======== THE RECORDS ========

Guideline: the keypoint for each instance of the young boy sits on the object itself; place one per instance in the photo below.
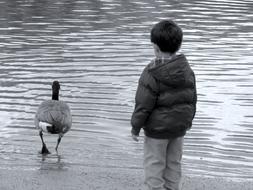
(165, 107)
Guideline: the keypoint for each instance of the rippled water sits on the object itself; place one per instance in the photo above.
(97, 50)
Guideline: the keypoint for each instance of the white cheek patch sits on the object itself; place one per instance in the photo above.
(44, 125)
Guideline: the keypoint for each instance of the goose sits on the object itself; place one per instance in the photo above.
(53, 117)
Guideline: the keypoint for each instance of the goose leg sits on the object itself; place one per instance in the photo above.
(44, 149)
(58, 142)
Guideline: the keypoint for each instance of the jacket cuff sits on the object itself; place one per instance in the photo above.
(135, 131)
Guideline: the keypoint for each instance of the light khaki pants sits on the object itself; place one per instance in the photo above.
(162, 163)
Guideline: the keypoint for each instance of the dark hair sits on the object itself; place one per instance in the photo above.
(167, 35)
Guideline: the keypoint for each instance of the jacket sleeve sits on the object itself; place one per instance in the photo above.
(145, 101)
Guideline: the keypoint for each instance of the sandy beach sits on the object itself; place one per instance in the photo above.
(93, 178)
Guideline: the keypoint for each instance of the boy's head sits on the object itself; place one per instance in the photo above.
(167, 35)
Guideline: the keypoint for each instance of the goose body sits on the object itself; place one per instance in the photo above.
(53, 116)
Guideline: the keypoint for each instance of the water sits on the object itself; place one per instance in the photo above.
(97, 50)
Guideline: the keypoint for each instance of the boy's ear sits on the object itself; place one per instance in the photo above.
(157, 50)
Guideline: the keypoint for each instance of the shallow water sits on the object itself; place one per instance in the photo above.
(97, 50)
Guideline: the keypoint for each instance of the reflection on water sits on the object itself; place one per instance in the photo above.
(97, 50)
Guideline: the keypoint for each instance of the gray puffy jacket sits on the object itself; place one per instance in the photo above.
(165, 99)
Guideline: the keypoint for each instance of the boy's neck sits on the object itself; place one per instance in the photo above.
(164, 55)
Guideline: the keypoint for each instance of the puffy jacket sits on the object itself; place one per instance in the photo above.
(165, 99)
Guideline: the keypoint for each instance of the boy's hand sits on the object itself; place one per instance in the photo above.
(135, 137)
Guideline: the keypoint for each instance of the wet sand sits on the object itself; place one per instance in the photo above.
(93, 178)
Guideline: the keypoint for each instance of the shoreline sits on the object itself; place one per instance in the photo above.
(94, 178)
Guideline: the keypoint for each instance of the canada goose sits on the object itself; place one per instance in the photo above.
(54, 117)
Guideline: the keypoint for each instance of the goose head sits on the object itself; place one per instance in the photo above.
(55, 90)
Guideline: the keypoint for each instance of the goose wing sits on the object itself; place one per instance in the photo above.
(56, 113)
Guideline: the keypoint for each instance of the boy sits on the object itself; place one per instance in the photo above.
(165, 107)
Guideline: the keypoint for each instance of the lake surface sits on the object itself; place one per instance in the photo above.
(97, 50)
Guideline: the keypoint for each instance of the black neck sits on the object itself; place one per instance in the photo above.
(55, 96)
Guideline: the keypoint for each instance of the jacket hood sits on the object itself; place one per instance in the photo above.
(170, 71)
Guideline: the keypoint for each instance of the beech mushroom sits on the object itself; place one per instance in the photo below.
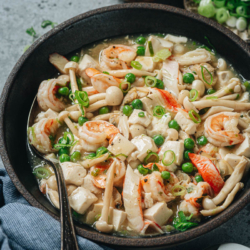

========

[EXERCISE]: Please format the lines above as a numbered list, skipping any blank lines and leaving the pictures out.

[REPLY]:
1. Guideline: the keypoint for each instance of the young boy sits on the object itself; place one per instance in the photo below.
2. (165, 107)
3. Guideline: the keypoint for each instance of the rippled water sits on the object itself; place one per instance in the photo above.
4. (97, 50)
5. Guideline: the keypoint for each instance of the white cheek patch sits on the object itself; place one per instance in the photo above.
6. (44, 125)
7. Guideline: the keypoint for each instance of the goose sits on the object itself; place one per instance in the photo above.
8. (53, 117)
9. Guideline: the keypoint for each instance of the goose leg sits on the object itself; place one per instance in the photo above.
10. (44, 149)
11. (58, 142)
12. Guideline: the keypoint for each instance of the jacket cuff sits on the object itself; place one per instance in the photo above.
13. (135, 131)
14. Guideline: the keypoint for each instance of the light khaki pants sits on the object itself; place one per instance in the photo above.
15. (162, 163)
16. Guideline: the keypoint for each instance of the dark hair sits on the object itself; place one per instance in the photo above.
17. (167, 35)
18. Guideline: the keypoint for each instance of the jacket sleeve sits on the object itself; place one per instance in the photo above.
19. (145, 101)
20. Guideline: the keypoint for each instance of the sandy beach sits on the object itself; place one per instance in the photo above.
21. (93, 178)
22. Guideline: the keypoint for each instance of the boy's head sits on the object itself; place one per instance in the photo above.
23. (167, 35)
24. Guideline: the keypoint for each instance of the goose body sits on the object itself; place one per instance in the photo above.
25. (53, 116)
26. Guideline: the keypoint for each instance of the water sits on the object itself; place one per instance in the photo above.
27. (97, 50)
28. Guideline: the keypoint for each instance of the boy's ear sits on the object itself; place one per instance in the photo above.
29. (157, 50)
30. Guideline: the keypoint for each instance of the shallow water sits on the object itself; place one per instance in the photo above.
31. (97, 50)
32. Guideline: the keypoint for each instance of the reflection on water sits on the object itself; place one per instance in the photo above.
33. (97, 50)
34. Guideline: the keypoint for each instance of the gray puffy jacket sits on the object itself; place one per instance in the photo above.
35. (165, 99)
36. Guideline: the keypoint for each instance of the boy's neck sits on the object itself; place one per instance in the photo above.
37. (164, 55)
38. Guideline: the keypoint for each instance of the puffy jacket sits on the object itself; place one per instance in the photo above.
39. (165, 99)
40. Guideline: the keypoint for each instance of the boy's hand sits on the object itself; place one per instance in the photo above.
41. (135, 137)
42. Guideline: the keypoint for each instance of the wet sand sits on the object itself; place one per instance in the photo above.
43. (93, 178)
44. Guideline: the keypoint for each instance of the shoreline sits on the object itself; place one per instance in the photo above.
45. (94, 178)
46. Guideline: the keypoint for each instance of the canada goose sits on the object itself; place one per instance in the photo above.
47. (54, 117)
48. Guideline: the keypoint for each instance of the goose head sits on the object itself; place one per instance in the photo above.
49. (55, 90)
50. Guideline: the keypoint for each instance of the goose wing sits on the object itself; place one per instance in the photo above.
51. (56, 113)
52. Guideline: the keypoint for each instance of the boy sits on the object itself; place one per instance in the photo above.
53. (165, 107)
54. Guideline: the keypoint for each instance of the lake surface sits on the object itself; place one per instance in the photo above.
55. (97, 50)
56. Guideline: the keypoint for each instance of the black neck sits on the object itself; place one per instance in the photo above.
57. (55, 96)
58. Guideline: the keypoint for each instance of the jacket hood sits on the object itself; place one per instance in the photo above.
59. (170, 71)
60. Guideline: the keypoint for each instance of the beech mushroom sits on the object itself; place one per instance in the photo below.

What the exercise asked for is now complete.